EXERCISE PROMPT: Set down exactly the lines below, from the one containing "Target: green tree" through the final line, and include no others.

Top of EXERCISE INPUT

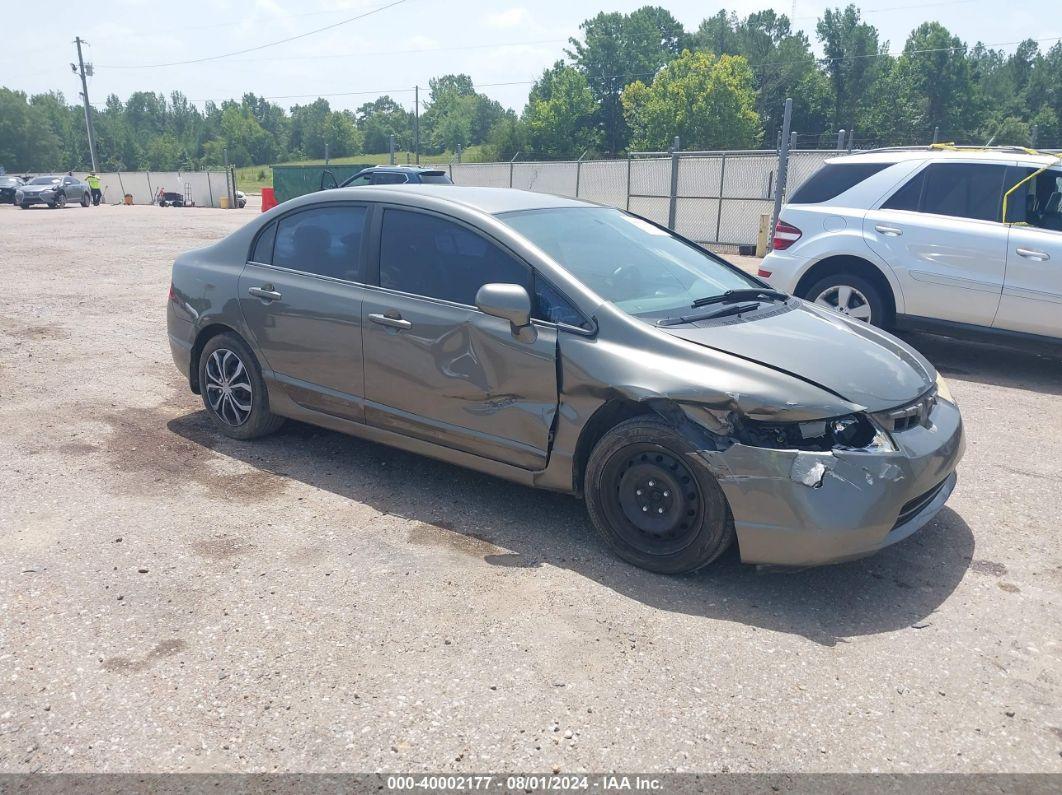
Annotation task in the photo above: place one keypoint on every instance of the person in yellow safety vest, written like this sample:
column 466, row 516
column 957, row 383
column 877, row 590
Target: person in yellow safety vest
column 93, row 183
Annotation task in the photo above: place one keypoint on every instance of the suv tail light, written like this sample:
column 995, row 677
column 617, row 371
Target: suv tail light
column 785, row 236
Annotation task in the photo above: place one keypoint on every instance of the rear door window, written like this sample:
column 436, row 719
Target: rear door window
column 429, row 256
column 963, row 190
column 263, row 246
column 323, row 241
column 833, row 179
column 909, row 196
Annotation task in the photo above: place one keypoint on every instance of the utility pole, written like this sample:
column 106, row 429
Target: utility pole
column 780, row 186
column 81, row 70
column 416, row 123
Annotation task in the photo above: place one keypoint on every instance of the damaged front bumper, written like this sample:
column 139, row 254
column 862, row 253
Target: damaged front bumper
column 795, row 507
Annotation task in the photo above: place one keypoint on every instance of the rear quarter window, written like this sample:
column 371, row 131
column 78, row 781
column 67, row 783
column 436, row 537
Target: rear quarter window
column 833, row 179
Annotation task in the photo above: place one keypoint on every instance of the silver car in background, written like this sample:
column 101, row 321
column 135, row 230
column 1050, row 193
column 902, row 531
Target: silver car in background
column 578, row 348
column 54, row 191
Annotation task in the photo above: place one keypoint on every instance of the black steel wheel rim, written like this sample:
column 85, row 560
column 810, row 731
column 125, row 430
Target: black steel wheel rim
column 653, row 501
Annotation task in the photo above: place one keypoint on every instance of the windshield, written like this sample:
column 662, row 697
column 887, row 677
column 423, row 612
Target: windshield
column 644, row 270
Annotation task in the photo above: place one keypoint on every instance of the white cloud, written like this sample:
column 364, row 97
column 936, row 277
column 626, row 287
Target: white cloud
column 509, row 18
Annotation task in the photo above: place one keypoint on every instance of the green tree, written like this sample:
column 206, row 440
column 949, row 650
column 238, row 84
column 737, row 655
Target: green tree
column 618, row 49
column 381, row 118
column 852, row 55
column 782, row 62
column 707, row 101
column 559, row 116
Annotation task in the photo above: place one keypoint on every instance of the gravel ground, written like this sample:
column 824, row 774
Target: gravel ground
column 171, row 600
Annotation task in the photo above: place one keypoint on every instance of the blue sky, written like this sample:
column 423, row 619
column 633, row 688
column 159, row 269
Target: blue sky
column 503, row 44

Bottom of EXERCISE INPUT

WRITTEN RESPONSE:
Target: green tree
column 618, row 49
column 381, row 118
column 852, row 55
column 782, row 62
column 707, row 101
column 559, row 116
Annotation task in the photo above: place one keypoint on every instance of the gravel ground, written like this sample:
column 824, row 774
Target: gravel ground
column 171, row 600
Annotation task in the photo above: place one keypoint on every instance of the blue sky, written like this sample:
column 423, row 619
column 633, row 688
column 159, row 269
Target: blue sky
column 503, row 44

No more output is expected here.